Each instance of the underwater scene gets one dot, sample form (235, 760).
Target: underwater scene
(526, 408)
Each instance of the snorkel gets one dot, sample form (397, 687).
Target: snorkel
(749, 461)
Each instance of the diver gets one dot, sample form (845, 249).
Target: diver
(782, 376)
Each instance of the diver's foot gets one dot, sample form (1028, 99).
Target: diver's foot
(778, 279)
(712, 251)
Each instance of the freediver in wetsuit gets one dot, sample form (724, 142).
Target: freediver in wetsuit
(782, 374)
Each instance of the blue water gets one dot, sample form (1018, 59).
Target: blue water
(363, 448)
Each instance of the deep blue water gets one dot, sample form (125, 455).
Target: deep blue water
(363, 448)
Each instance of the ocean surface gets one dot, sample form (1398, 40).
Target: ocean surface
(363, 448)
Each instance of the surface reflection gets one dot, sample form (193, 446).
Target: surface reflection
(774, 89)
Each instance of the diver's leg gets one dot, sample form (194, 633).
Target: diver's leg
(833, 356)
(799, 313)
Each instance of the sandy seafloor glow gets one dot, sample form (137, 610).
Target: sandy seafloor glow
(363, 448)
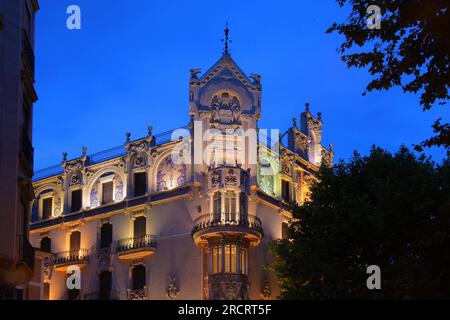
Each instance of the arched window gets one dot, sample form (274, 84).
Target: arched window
(243, 211)
(229, 258)
(217, 203)
(170, 175)
(230, 205)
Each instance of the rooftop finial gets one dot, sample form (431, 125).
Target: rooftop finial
(227, 39)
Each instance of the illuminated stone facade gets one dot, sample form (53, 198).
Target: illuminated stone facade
(142, 225)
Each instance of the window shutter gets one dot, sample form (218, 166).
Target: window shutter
(76, 201)
(107, 192)
(138, 277)
(140, 183)
(75, 241)
(139, 227)
(47, 208)
(106, 235)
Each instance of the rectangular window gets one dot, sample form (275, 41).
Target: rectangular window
(139, 277)
(285, 186)
(230, 258)
(284, 230)
(107, 191)
(217, 259)
(105, 285)
(106, 235)
(47, 208)
(140, 184)
(76, 201)
(75, 242)
(242, 204)
(244, 259)
(230, 205)
(140, 227)
(74, 294)
(46, 291)
(46, 244)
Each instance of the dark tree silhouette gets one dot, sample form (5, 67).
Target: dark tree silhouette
(387, 210)
(411, 50)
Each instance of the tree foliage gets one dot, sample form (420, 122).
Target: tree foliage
(387, 210)
(411, 49)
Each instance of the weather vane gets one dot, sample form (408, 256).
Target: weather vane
(227, 39)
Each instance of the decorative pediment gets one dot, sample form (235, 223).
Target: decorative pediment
(225, 108)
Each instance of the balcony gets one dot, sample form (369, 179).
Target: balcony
(136, 248)
(215, 225)
(137, 294)
(62, 260)
(26, 149)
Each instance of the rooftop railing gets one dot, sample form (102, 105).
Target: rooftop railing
(227, 219)
(108, 154)
(128, 244)
(70, 256)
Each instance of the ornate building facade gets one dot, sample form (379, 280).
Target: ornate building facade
(142, 224)
(17, 98)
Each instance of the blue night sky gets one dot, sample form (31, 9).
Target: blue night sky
(129, 67)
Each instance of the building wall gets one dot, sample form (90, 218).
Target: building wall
(181, 202)
(17, 96)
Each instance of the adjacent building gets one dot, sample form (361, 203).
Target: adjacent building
(17, 96)
(188, 214)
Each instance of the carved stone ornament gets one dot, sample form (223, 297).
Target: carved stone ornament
(286, 168)
(225, 286)
(139, 147)
(230, 178)
(139, 161)
(74, 165)
(302, 142)
(60, 181)
(89, 174)
(172, 288)
(75, 179)
(216, 179)
(121, 165)
(327, 158)
(225, 108)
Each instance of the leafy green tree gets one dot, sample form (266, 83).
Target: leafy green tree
(411, 50)
(383, 209)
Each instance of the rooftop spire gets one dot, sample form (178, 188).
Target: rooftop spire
(227, 39)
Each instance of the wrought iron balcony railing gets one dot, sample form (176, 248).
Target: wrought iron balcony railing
(27, 54)
(107, 295)
(70, 257)
(227, 219)
(147, 241)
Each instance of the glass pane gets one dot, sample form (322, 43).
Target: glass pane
(233, 259)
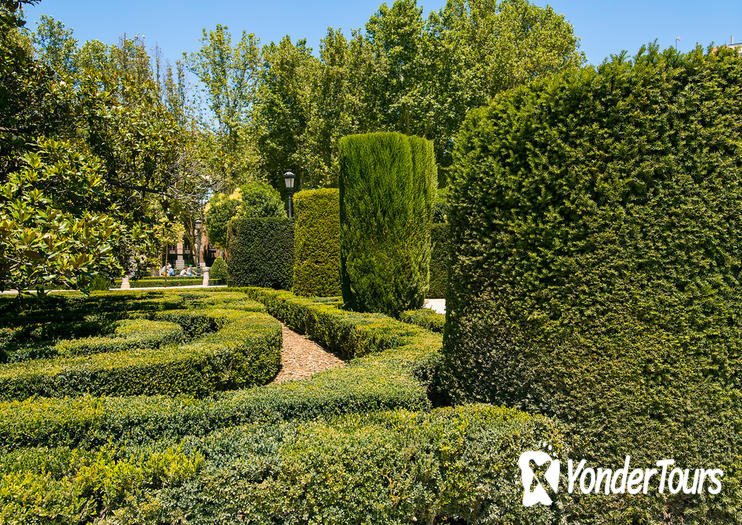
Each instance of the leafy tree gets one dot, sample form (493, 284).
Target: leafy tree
(51, 234)
(220, 209)
(229, 76)
(282, 108)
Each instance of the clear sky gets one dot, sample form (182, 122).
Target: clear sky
(604, 26)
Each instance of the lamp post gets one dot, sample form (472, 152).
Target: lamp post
(198, 244)
(289, 178)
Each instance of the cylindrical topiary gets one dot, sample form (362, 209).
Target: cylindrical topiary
(596, 230)
(317, 242)
(261, 252)
(387, 188)
(218, 270)
(438, 261)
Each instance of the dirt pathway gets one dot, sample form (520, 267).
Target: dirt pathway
(302, 358)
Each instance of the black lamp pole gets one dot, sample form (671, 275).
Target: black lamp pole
(198, 244)
(288, 179)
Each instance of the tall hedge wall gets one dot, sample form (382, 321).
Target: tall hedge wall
(438, 261)
(387, 188)
(596, 222)
(261, 252)
(317, 238)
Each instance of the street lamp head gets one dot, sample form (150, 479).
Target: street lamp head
(288, 178)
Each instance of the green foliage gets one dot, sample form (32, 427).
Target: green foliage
(72, 486)
(229, 77)
(254, 200)
(261, 200)
(387, 187)
(128, 334)
(401, 72)
(51, 233)
(220, 210)
(426, 318)
(261, 252)
(382, 350)
(596, 224)
(244, 351)
(317, 238)
(439, 261)
(391, 467)
(440, 207)
(157, 282)
(218, 271)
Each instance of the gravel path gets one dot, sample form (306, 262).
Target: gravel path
(302, 358)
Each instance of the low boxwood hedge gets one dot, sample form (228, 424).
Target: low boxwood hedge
(449, 465)
(245, 351)
(382, 354)
(128, 334)
(426, 318)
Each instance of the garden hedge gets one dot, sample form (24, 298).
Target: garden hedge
(426, 318)
(450, 465)
(244, 350)
(128, 334)
(261, 252)
(317, 238)
(382, 353)
(596, 225)
(218, 271)
(438, 261)
(387, 188)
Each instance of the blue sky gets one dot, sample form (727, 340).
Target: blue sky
(603, 26)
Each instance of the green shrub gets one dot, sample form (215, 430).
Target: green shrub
(439, 261)
(448, 465)
(99, 283)
(260, 200)
(440, 206)
(425, 318)
(317, 238)
(245, 351)
(63, 486)
(596, 224)
(128, 334)
(261, 252)
(218, 271)
(221, 209)
(378, 377)
(387, 187)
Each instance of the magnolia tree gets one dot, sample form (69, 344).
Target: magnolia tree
(51, 235)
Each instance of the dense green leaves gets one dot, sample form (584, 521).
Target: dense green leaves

·····

◆ Task instructions ◆
Each line of the data should be quoted exactly, with pictures left out.

◆ Result of the task ◆
Each instance of the underwater scene gets one dot, sample form (235, 760).
Target: underwater scene
(526, 408)
Each instance of the snorkel gets one dot, sample form (397, 687).
Target: snorkel
(749, 461)
Each instance of the diver gets one dot, sample form (845, 249).
Target: diver
(782, 376)
Each instance of the diver's foot gets one dot, sample form (1028, 99).
Target: diver's foot
(778, 279)
(712, 251)
Each instance of the freediver in wetsuit gets one dot, sample form (724, 142).
Target: freediver in wetsuit
(782, 374)
Each instance of the blue water gets one dot, sample form (1018, 59).
Target: blue water
(363, 448)
Each instance of the deep blue water gets one dot, sample form (125, 455).
Target: deep blue water
(363, 448)
Each instance of the ocean surface gets one dot, sample form (1398, 40).
Target: ocean surface
(363, 448)
Each instance of the surface reflection gets one dot, sample form (193, 446).
Target: surface reflection
(774, 89)
Each instance of the diver's leg gets one dot, sample form (194, 633).
Target: diver's leg
(833, 356)
(799, 313)
Each instance of the sandy seafloor glow gets one dot, sample form (137, 610).
Target: sandy seafloor glow
(363, 448)
Each instance of the arched window gets one dot, sample form (274, 84).
Target: arched window
(243, 211)
(229, 258)
(217, 203)
(170, 175)
(230, 205)
Each instance of the rooftop finial gets one dot, sample form (431, 125).
Target: rooftop finial
(227, 39)
Each instance of the illuminated stone facade gets one dot, sample form (53, 198).
Target: illuminated stone facade
(142, 225)
Each instance of the window shutter gets one dot, sample form (218, 166).
Target: window shutter
(76, 201)
(107, 192)
(138, 277)
(140, 183)
(75, 241)
(139, 227)
(47, 208)
(106, 235)
Each instance of the rectangular window gets one dot, sample form (275, 41).
Target: rectangular window
(139, 277)
(285, 186)
(230, 258)
(284, 230)
(107, 191)
(217, 259)
(105, 285)
(106, 235)
(47, 208)
(140, 184)
(76, 201)
(75, 242)
(242, 204)
(244, 259)
(230, 205)
(140, 227)
(74, 294)
(46, 291)
(46, 244)
Each instance of the dark tree silhouette gets one dot, sample form (5, 67).
Target: dark tree silhouette
(387, 210)
(411, 50)
Each instance of the tree foliage gets one dot, sample form (420, 122).
Target: tree foliage
(387, 210)
(411, 49)
Each instance of the weather vane gets one dot, sample form (408, 256).
Target: weather vane
(227, 39)
Each instance of the decorative pediment gets one dot, sample form (235, 223).
Target: decorative pediment
(225, 108)
Each instance of the balcony gets one dot, sample form (369, 179).
Target: balcony
(136, 248)
(215, 225)
(137, 294)
(62, 260)
(26, 149)
Each instance of the rooftop railing gets one dot, sample form (102, 105).
Target: rooftop railing
(227, 219)
(108, 154)
(128, 244)
(70, 256)
Each instance of the ornate building facade gets one dot, sample form (379, 280).
Target: ornate building facade
(142, 224)
(17, 98)
Each instance of the blue night sky gets one dot, sample form (31, 9).
Target: blue night sky
(129, 67)
Each instance of the building wall gets one dot, sample form (90, 218).
Target: building wall
(181, 202)
(17, 96)
Each instance of the adjacent building gets one dot, sample form (361, 203).
Target: adjacent building
(17, 96)
(188, 214)
Each instance of the carved stone ornament gets one dot, sample form (223, 297).
Target: carved stone ornament
(286, 168)
(225, 286)
(139, 147)
(230, 178)
(139, 161)
(74, 165)
(302, 142)
(60, 181)
(89, 174)
(172, 288)
(75, 179)
(216, 179)
(121, 165)
(327, 158)
(225, 108)
Each instance of the leafy green tree gets one dot, sample form (266, 83).
Target: leafy green tree
(411, 50)
(383, 209)
Each instance of the rooftop spire gets one dot, sample form (178, 188).
Target: rooftop spire
(227, 39)
Each instance of the wrought iron balcony railing gets one dot, sample form (176, 248).
Target: wrought iron balcony railing
(27, 54)
(107, 295)
(70, 257)
(227, 219)
(147, 241)
Each instance of the glass pane gets one dot, sample form (322, 43).
Target: glass pane
(233, 259)
Each instance of the leafy tree gets one dot, sample form (493, 284).
Target: leafy tree
(51, 234)
(220, 209)
(229, 76)
(282, 108)
Each instance of the clear sky gets one dot, sample form (182, 122).
Target: clear sky
(604, 26)
Each instance of the lamp post gets one dot, sample form (472, 152).
Target: lamp post
(198, 244)
(289, 178)
Each instance of the cylindrical topiary gets one dot, sample form (362, 209).
Target: cylindrical topiary
(596, 230)
(317, 242)
(261, 252)
(387, 188)
(218, 270)
(438, 261)
Each instance of the dirt pathway gets one dot, sample form (520, 267).
Target: dirt pathway
(302, 358)
Each instance of the black lamp pole gets one dot, sample form (671, 275).
Target: black lamp pole
(198, 244)
(288, 179)
Each instance of the tall hedge wall gets one dot, sample form (382, 321).
Target: tall hedge wall
(438, 261)
(387, 188)
(596, 222)
(261, 252)
(317, 238)
Each instance of the street lamp head gets one dot, sample form (150, 479).
Target: street lamp head
(288, 178)
Each instance of the green foliage gets one dot, sample form (32, 427).
Target: green foliage
(72, 486)
(229, 77)
(254, 200)
(261, 200)
(387, 187)
(128, 334)
(401, 72)
(51, 233)
(220, 210)
(426, 318)
(261, 252)
(382, 350)
(596, 224)
(244, 351)
(317, 238)
(439, 261)
(391, 467)
(440, 207)
(157, 282)
(218, 271)
Each instance of the gravel path gets one dot, sample form (306, 262).
Target: gravel path
(302, 358)
Each instance of the low boxwood hedge gets one dot, sample form (228, 424).
Target: low boxwood hedge
(449, 465)
(245, 351)
(382, 354)
(128, 334)
(426, 318)
Each instance of the garden hedge gets one dot, sample form (24, 298).
Target: garden hedge
(426, 318)
(450, 465)
(244, 350)
(128, 334)
(261, 252)
(317, 238)
(382, 353)
(596, 225)
(218, 271)
(438, 261)
(387, 188)
Each instance of the blue sky gets one dot, sample form (727, 340).
Target: blue sky
(603, 26)
Each instance of the green shrub gets one dot, sample form (215, 430).
Target: green shrub
(439, 261)
(448, 465)
(99, 283)
(260, 200)
(440, 206)
(425, 318)
(317, 238)
(245, 351)
(63, 486)
(596, 224)
(128, 334)
(261, 252)
(218, 271)
(221, 209)
(378, 377)
(387, 187)
Each instance of the magnolia tree gets one dot, sample form (69, 344).
Target: magnolia tree
(51, 235)
Each instance of the dense green leaves gets one dot, sample form (584, 521).
Target: dense green leaves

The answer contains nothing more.